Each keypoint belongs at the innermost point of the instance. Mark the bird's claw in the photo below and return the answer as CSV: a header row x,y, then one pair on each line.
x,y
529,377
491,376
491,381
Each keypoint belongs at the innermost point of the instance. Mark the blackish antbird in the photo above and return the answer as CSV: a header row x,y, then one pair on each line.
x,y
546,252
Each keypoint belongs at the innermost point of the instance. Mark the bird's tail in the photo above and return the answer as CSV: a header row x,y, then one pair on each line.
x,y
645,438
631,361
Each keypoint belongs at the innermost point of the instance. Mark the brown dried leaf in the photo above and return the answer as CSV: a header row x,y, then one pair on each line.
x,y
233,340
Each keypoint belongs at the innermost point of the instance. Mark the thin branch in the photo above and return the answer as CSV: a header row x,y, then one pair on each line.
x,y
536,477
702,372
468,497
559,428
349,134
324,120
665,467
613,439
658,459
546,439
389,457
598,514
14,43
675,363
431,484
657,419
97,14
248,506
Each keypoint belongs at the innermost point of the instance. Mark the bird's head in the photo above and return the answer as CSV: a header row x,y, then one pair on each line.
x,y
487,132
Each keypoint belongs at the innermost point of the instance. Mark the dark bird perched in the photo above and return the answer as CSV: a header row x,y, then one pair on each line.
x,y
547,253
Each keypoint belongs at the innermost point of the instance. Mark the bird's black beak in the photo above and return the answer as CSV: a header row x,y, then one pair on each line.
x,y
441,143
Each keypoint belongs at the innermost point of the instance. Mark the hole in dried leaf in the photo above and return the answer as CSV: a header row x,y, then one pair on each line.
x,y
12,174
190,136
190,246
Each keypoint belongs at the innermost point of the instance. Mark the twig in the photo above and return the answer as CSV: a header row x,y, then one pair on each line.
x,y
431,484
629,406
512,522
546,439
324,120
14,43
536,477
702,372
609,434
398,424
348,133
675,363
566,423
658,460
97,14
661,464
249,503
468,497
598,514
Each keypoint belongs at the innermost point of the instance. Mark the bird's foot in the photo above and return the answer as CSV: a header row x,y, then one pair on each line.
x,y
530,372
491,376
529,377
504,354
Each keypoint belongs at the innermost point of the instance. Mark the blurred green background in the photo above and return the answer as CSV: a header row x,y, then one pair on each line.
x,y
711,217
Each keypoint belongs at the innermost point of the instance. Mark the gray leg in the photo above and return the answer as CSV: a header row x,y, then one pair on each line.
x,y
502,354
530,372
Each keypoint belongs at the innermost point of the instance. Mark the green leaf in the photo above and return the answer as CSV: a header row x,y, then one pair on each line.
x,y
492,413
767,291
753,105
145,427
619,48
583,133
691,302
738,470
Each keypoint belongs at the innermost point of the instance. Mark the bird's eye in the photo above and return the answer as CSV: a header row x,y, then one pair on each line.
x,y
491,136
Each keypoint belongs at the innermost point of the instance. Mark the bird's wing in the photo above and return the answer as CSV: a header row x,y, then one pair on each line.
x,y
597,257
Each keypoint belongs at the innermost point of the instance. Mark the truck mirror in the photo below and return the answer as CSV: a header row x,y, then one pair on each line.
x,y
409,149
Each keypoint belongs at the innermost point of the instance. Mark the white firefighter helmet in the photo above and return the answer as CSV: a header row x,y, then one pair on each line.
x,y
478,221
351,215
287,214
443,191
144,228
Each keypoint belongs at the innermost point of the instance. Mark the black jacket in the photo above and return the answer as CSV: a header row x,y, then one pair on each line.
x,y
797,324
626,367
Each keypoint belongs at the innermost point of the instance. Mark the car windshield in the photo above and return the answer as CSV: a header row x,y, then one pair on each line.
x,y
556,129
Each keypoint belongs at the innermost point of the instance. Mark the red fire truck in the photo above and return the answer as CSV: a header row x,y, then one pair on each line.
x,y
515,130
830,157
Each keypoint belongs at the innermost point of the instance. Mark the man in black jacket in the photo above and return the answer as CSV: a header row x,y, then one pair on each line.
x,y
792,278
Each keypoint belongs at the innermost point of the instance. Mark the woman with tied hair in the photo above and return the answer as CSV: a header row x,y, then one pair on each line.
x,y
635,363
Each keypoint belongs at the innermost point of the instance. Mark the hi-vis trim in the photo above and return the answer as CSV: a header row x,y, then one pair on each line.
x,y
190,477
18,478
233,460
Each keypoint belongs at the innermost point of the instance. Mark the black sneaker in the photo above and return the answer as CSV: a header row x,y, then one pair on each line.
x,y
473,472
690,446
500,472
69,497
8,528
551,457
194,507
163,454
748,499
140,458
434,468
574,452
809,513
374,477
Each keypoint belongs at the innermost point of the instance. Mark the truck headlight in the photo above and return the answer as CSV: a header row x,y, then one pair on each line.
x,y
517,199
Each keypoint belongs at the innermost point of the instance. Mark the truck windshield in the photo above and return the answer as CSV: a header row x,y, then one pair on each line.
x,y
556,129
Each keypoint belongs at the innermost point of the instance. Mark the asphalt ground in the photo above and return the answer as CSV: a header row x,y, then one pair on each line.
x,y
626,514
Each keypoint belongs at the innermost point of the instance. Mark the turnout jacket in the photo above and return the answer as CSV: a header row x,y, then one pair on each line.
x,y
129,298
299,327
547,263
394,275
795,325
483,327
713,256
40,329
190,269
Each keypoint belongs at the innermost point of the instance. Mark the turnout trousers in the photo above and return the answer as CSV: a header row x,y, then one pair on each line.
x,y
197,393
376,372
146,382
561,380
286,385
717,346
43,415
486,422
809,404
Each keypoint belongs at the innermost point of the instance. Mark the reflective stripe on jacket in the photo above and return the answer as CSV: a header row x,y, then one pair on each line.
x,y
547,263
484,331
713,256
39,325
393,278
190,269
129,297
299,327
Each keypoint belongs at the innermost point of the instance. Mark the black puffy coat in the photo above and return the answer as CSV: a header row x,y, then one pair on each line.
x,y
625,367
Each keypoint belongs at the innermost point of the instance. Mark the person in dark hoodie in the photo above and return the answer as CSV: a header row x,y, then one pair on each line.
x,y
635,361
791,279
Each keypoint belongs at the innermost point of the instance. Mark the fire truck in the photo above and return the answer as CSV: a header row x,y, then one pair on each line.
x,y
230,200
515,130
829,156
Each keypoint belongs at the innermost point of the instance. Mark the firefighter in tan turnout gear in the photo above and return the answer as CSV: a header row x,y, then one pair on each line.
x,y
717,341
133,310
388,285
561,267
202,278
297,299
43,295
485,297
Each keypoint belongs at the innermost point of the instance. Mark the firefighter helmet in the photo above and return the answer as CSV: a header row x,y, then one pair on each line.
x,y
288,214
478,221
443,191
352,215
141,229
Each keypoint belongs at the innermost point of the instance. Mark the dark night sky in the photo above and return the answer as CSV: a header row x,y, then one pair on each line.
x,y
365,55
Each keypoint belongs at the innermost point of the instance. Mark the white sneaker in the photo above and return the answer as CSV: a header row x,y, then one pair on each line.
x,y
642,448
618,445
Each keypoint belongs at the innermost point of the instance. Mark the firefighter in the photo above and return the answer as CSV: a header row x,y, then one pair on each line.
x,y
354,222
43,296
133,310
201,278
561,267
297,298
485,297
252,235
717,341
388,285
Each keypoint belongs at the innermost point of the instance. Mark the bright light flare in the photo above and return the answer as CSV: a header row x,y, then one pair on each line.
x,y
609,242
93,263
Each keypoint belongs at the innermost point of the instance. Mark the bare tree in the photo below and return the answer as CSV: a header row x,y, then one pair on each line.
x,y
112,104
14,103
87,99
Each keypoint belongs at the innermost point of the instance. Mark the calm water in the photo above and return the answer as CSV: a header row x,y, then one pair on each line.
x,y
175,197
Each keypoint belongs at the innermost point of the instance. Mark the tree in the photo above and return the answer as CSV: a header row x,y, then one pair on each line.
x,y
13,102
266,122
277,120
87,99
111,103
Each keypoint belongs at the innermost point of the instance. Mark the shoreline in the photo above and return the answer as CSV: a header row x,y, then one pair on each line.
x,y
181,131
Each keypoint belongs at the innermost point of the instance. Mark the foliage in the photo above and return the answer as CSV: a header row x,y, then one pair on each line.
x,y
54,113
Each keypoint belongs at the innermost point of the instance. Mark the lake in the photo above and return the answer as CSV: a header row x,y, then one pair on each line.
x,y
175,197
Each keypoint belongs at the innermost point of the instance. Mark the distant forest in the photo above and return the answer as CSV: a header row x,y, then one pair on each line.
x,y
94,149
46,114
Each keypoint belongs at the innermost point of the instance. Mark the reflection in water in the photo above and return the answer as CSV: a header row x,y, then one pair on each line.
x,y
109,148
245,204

**What you will do**:
Shift every x and y coordinate in the answers by adding 76 to each, and write out the stretch from the line containing "Mark the lake" through the end of the records, requests included, with the new values.

**Answer to the exercise**:
Each keypoint belongs at the innermost point of the instance. Mark the lake in the photo above and return the answer as CSV: a header row x,y, then one pair on each line.
x,y
251,273
Each keypoint belongs at the innermost point of the instance. Mark the distant forest in the photo above and return the answer as CSV: a header row x,y, then one pair on each line.
x,y
170,225
122,190
Each keypoint belongs at the innermost point of the instance. Mark the reflection in water in the photo above and return the answer as CSV: a header row x,y, then one pair on each line.
x,y
185,224
321,280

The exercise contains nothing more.